▸ REQUIRED TASK
Which lines in the items below contain the word "every"? Report each of those lines in full.

------ TASK MATERIAL

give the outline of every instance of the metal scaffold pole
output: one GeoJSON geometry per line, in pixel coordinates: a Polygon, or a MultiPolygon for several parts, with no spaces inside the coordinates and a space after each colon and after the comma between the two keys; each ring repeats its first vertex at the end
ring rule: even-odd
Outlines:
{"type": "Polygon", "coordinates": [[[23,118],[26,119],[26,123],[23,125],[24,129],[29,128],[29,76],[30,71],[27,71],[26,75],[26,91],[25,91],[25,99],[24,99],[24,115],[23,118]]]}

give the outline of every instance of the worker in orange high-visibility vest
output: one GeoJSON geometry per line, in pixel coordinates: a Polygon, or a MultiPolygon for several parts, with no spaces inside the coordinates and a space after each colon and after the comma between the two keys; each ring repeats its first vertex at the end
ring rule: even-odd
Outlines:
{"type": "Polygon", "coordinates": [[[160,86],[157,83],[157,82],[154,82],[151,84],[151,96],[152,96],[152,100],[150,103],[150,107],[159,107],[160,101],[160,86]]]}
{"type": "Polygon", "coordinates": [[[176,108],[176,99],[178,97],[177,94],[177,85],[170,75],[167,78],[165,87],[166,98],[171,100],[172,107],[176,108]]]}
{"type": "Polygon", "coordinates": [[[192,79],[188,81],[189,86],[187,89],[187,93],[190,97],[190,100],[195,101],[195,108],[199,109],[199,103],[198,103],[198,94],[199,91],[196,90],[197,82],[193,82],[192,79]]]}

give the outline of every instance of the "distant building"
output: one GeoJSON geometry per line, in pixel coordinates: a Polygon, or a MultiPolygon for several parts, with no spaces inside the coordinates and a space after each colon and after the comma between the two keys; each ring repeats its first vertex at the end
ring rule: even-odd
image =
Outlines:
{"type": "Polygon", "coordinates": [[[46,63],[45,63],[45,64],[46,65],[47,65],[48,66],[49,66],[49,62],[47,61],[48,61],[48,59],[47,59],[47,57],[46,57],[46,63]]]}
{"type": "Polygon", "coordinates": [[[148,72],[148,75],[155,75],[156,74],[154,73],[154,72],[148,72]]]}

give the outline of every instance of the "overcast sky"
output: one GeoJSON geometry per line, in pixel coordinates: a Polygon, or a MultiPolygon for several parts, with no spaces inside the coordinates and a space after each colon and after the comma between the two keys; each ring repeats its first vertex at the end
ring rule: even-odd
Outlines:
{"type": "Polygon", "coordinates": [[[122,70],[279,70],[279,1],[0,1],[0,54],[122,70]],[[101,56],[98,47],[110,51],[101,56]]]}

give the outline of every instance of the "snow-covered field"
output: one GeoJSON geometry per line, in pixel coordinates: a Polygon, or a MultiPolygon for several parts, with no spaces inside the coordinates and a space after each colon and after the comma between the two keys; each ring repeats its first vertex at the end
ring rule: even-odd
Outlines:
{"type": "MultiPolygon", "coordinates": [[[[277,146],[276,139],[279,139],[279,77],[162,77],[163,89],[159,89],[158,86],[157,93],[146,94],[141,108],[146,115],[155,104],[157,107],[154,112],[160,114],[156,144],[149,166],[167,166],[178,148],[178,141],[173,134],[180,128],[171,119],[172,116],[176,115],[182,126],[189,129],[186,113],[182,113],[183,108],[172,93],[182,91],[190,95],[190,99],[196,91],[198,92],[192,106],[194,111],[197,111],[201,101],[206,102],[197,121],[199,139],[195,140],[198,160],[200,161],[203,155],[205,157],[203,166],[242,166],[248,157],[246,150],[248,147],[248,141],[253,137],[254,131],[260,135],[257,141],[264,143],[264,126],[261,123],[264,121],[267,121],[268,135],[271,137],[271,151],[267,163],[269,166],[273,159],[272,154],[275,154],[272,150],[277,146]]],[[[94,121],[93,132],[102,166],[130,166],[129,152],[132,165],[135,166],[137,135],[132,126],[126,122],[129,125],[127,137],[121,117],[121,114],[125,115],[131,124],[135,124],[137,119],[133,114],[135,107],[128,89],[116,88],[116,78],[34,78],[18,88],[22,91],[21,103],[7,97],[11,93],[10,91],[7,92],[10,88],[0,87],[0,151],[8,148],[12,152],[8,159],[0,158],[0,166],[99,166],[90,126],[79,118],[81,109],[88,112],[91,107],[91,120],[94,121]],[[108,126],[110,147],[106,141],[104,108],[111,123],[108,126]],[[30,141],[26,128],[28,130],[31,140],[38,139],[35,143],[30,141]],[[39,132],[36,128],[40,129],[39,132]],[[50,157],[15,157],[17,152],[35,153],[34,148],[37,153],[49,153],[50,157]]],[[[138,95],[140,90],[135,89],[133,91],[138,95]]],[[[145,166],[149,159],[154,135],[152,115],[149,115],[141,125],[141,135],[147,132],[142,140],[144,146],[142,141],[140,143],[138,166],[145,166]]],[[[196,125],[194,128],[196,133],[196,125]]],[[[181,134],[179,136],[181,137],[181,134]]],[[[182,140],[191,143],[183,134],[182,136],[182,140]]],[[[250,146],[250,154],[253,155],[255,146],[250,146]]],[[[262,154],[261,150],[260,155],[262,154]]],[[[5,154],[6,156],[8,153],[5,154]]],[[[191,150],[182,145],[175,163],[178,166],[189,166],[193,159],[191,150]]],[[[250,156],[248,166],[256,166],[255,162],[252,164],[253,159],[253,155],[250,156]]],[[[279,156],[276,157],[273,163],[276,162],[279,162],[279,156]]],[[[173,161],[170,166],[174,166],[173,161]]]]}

------------

▸ COMPLETE ANSWER
give the outline of every instance of the metal scaffold pole
give the outline of every instance of the worker in orange high-visibility vest
give the outline of every instance of the "distant building"
give the outline of every instance of the "overcast sky"
give the outline of every instance of the "snow-covered field"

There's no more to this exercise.